Problem statement
Reproduce the lines below from the one that contains "Objective — one point per instance of the black desk" through the end, inclusive, and add nothing.

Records
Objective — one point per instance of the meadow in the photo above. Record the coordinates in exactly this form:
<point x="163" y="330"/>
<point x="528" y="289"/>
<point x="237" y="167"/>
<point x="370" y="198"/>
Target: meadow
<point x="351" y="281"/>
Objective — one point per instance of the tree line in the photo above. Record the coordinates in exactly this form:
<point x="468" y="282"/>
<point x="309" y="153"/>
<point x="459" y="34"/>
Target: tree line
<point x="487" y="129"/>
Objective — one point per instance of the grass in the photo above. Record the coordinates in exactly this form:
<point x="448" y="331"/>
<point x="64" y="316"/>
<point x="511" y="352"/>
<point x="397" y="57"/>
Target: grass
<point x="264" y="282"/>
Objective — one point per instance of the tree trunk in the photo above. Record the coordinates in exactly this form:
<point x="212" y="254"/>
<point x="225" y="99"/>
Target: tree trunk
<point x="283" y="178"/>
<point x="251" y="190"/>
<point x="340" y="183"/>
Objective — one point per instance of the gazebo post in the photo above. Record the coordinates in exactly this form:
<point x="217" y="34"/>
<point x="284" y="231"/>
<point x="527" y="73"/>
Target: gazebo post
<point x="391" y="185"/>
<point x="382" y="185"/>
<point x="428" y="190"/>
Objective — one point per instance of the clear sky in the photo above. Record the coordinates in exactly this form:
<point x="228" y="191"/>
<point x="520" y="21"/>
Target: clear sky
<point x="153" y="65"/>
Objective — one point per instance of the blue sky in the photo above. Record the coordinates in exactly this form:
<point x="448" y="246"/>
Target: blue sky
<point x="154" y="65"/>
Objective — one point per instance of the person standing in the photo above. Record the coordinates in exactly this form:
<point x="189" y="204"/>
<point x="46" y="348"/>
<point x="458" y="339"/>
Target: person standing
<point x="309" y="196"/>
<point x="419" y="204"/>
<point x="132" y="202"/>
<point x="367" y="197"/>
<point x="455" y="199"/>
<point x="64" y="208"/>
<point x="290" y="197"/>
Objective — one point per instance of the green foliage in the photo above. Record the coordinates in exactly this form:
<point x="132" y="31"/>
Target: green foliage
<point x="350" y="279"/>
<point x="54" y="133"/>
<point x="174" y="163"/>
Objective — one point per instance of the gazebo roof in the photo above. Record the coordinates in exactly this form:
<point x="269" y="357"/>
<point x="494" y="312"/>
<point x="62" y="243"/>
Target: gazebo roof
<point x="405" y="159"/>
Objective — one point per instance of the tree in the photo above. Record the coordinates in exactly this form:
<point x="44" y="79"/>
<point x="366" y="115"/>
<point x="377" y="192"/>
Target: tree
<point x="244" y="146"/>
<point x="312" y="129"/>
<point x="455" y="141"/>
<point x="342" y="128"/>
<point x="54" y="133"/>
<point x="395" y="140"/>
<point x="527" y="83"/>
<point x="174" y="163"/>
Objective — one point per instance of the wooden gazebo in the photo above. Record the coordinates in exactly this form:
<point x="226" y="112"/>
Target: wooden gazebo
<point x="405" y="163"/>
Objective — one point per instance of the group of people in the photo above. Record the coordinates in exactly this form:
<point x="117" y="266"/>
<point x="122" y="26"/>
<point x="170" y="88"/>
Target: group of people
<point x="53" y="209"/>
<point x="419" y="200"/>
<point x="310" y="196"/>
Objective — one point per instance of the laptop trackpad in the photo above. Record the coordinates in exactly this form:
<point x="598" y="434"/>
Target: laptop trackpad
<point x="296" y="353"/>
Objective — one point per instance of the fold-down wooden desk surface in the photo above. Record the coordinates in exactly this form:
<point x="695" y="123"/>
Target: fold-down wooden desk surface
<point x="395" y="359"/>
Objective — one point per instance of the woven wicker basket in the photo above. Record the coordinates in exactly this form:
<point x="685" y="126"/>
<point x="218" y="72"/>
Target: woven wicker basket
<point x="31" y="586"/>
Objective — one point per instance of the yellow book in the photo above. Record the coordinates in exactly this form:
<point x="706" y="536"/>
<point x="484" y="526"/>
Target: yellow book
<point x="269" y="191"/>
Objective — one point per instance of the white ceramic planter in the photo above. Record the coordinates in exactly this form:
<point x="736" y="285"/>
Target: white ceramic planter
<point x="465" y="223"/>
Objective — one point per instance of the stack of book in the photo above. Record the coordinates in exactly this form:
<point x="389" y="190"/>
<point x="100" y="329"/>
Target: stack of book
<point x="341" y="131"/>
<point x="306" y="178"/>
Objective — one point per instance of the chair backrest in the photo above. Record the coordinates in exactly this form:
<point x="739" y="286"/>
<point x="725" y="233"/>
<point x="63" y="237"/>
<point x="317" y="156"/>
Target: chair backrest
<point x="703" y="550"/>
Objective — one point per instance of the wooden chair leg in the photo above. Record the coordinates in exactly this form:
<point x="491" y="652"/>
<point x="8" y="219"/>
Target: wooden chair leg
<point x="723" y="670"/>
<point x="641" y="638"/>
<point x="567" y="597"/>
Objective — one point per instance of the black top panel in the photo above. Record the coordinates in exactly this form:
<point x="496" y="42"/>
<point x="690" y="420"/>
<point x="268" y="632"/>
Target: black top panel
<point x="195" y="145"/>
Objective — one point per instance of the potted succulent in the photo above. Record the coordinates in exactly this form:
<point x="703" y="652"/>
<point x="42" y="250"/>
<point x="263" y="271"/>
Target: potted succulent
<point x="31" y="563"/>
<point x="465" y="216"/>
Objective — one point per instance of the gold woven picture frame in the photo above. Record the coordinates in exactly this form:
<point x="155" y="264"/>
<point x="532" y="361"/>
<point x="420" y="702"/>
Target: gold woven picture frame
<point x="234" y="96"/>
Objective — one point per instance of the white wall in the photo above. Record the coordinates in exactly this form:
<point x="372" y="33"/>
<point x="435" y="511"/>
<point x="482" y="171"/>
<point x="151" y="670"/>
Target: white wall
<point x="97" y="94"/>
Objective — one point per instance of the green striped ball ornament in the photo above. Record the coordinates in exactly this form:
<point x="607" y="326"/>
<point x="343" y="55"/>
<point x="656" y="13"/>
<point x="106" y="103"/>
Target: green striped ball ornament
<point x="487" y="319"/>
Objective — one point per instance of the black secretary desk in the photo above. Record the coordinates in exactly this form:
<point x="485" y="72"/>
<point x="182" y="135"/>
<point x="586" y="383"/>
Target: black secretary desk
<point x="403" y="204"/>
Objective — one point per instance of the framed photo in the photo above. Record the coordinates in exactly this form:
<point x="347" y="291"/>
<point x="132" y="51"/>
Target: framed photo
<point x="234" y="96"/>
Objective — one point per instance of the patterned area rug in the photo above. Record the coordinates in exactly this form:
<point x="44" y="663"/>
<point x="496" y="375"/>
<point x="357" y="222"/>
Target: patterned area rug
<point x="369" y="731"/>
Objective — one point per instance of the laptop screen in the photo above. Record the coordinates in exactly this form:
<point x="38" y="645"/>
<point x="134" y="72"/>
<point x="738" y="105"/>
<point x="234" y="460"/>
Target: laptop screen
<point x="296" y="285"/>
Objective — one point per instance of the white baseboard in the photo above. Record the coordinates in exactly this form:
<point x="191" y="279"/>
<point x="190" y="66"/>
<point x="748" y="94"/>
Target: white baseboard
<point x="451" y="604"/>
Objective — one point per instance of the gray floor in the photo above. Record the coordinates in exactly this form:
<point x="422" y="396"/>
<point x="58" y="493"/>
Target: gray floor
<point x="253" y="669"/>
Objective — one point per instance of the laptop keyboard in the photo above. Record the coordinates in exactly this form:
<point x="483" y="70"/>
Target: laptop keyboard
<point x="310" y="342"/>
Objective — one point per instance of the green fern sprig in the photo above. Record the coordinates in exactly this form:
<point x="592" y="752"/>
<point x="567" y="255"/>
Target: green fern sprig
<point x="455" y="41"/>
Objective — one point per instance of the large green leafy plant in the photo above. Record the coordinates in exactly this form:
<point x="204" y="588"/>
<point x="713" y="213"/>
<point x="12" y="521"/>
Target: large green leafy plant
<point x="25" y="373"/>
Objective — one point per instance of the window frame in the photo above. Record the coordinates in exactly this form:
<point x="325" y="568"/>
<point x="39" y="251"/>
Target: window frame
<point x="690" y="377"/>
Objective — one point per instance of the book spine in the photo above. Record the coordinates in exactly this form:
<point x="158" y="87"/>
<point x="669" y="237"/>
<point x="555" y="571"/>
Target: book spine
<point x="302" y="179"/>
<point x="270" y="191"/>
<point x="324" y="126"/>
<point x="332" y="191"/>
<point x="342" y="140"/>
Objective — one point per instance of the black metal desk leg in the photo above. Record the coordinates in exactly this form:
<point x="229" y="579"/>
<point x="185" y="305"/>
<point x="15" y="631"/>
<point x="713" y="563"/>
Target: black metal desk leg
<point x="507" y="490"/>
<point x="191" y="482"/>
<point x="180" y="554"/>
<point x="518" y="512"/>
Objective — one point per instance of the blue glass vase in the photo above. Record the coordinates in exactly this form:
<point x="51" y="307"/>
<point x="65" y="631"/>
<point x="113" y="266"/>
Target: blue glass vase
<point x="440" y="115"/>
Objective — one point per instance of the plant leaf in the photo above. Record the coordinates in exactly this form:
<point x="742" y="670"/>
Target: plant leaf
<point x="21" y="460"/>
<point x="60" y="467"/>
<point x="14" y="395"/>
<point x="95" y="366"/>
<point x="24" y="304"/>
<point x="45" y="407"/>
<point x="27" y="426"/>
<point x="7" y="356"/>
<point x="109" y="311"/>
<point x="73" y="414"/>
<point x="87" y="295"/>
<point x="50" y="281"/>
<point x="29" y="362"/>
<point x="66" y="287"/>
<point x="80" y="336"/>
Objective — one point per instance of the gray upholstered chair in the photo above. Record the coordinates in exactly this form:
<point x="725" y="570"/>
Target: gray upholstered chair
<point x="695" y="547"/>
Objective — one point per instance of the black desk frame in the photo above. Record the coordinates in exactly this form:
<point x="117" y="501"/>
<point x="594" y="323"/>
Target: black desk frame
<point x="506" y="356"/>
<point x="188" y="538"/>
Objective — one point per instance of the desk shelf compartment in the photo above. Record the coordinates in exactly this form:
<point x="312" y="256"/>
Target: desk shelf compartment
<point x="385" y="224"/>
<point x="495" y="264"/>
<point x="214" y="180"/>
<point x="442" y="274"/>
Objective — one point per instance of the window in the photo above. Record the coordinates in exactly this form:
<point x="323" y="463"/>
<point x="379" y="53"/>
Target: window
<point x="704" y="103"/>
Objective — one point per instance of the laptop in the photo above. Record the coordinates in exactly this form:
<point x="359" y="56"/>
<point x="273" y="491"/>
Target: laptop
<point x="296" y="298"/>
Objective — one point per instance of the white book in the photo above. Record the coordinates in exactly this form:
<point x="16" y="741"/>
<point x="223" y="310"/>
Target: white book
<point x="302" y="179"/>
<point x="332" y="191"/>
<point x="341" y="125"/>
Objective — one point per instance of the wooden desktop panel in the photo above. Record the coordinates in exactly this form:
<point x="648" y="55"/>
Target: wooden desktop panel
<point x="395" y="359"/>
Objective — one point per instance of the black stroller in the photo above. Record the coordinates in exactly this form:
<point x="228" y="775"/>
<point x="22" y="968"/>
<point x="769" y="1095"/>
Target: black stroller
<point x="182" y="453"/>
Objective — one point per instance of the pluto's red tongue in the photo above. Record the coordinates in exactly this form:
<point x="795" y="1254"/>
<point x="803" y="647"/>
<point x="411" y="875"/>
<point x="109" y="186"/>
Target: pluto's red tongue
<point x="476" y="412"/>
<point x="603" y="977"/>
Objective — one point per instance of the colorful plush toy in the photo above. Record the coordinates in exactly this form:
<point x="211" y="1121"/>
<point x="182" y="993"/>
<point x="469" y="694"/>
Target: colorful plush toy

Output below
Objective — one point per instance of the black desk frame in the photo above. Record the coordinates in exactly this form:
<point x="117" y="501"/>
<point x="594" y="323"/>
Target: black desk frame
<point x="506" y="356"/>
<point x="188" y="538"/>
Objective — one point per instance of the desk shelf compartment in the photo above. Record the coordinates in exactly this form:
<point x="312" y="256"/>
Target: desk shelf compartment
<point x="385" y="224"/>
<point x="495" y="264"/>
<point x="214" y="180"/>
<point x="442" y="274"/>
Objective — one point per instance of the window in the photo above. Record the coordinates in exactly this form:
<point x="323" y="463"/>
<point x="379" y="53"/>
Target: window
<point x="704" y="103"/>
Objective — one point per instance of the laptop in the photo above. Record the coordinates in exactly this form:
<point x="359" y="56"/>
<point x="273" y="491"/>
Target: laptop
<point x="296" y="298"/>
Objective — one point per instance of the white book in the photo above. Record the coordinates in exactly this form:
<point x="16" y="741"/>
<point x="223" y="310"/>
Target: white book
<point x="302" y="179"/>
<point x="332" y="191"/>
<point x="341" y="125"/>
Objective — one point per instance of the wooden desktop panel in the photo above. Record the coordinates in exactly this form:
<point x="648" y="55"/>
Target: wooden desktop panel
<point x="395" y="359"/>
Objective — one point per instance of the black stroller in the photo above. Record the coordinates in exactly this form:
<point x="228" y="775"/>
<point x="22" y="968"/>
<point x="769" y="1095"/>
Target: black stroller
<point x="182" y="453"/>
Objective — one point per instance of the pluto's red tongue in the photo above. Record the coordinates in exactly this form:
<point x="795" y="1254"/>
<point x="803" y="647"/>
<point x="411" y="875"/>
<point x="109" y="186"/>
Target: pluto's red tongue
<point x="476" y="412"/>
<point x="603" y="977"/>
Objective — one point per instance of the colorful plush toy in the photo above. Record the coordinates in exactly this form:
<point x="211" y="1121"/>
<point x="182" y="993"/>
<point x="469" y="694"/>
Target: colorful plush toy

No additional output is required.